THE post-Brexit Tory government has made levelling up a central part of its agenda – but it’s failing in Scotland while favouring London, new research shows.

After the UK left the EU the Boris Johnson administration pushed the idea of levelling up, a series of policies aimed at reducing inequalities between different areas. The effort has been so key to recent government messaging that the Housing Department was even renamed to include the phrase, with Michael Gove made Levelling Up Secretary.

But despite the focus and major UK-wide advertising campaigns, “no overall levelling up” has been recorded in Scotland.

READ MORE: Government Levelling Up advert completely cuts off Shetland from the UK map

Meanwhile, most areas outside of Scotland meant to benefit from the project have seen little sign of improvement.

Bloomberg’s analysis of the levelling up progress, using data based on priorities set out in a UK Government policy paper, found that many parts of the UK are slipping back relative to where they were in 2019.

Salaries are not improving in nine out of 10 constituencies, home affordability is getting worse, and there has been little to improve broadband coverage. Across the UK wellbeing is also either falling or unchanged from 2019 in 55% of constituencies.

DATA SEGMENT:
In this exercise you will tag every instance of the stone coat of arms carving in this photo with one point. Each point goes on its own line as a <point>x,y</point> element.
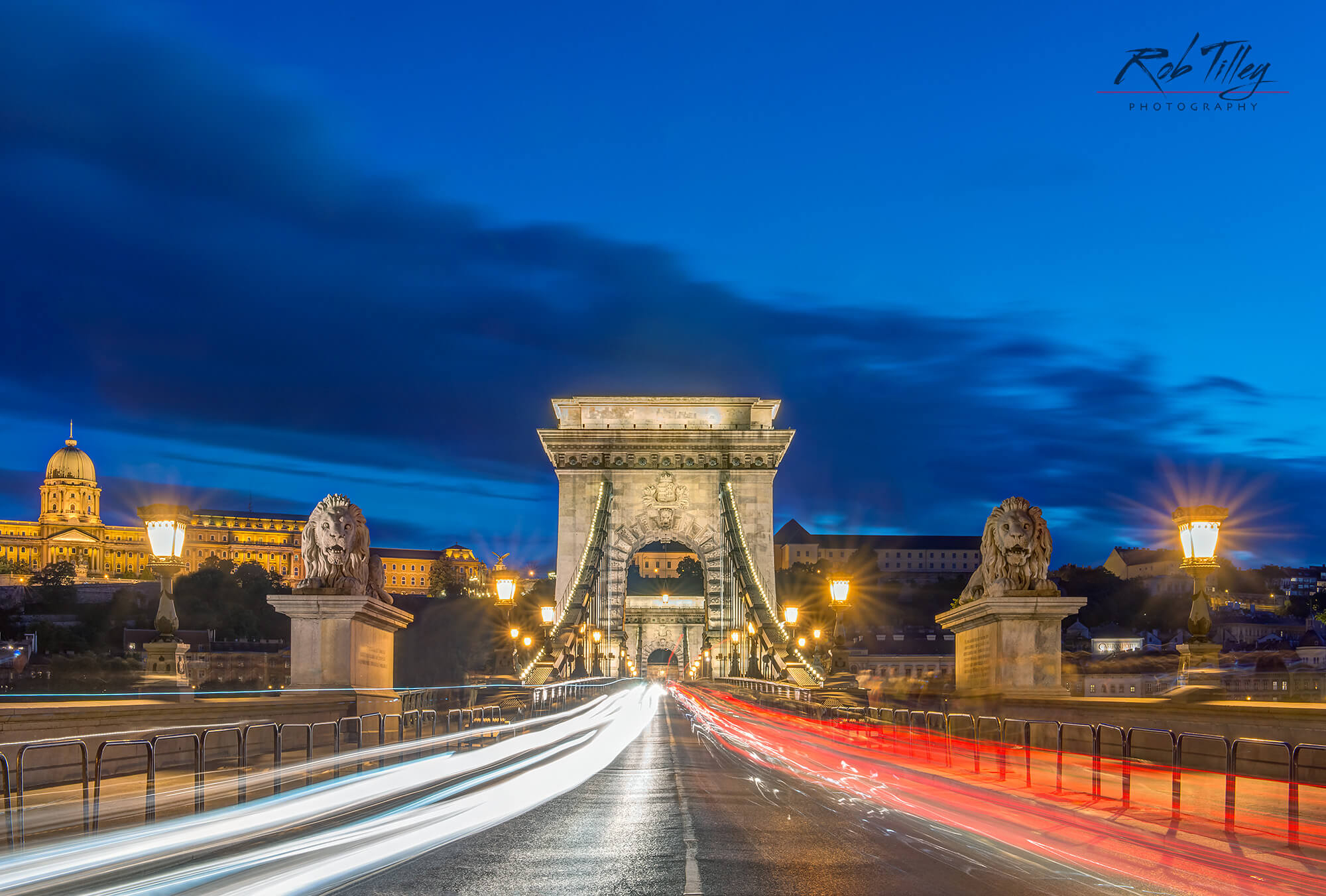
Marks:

SET OF TASKS:
#1 Condense the paragraph of the levelling up article that begins "After the UK left the EU" into a few bullet points that keep its main facts.
#2 Name every measure for which the levelling up article reports no improvement across the UK.

RESPONSES IN ORDER:
#1
- After the UK left the EU, the Boris Johnson administration promoted levelling up, a set of policies meant to reduce inequalities between areas.
- The policy became central to government messaging.
- The Housing Department was renamed to include the phrase.
- Michael Gove was made Levelling Up Secretary.

#2
- Salaries
- Home affordability
- Broadband coverage
- Wellbeing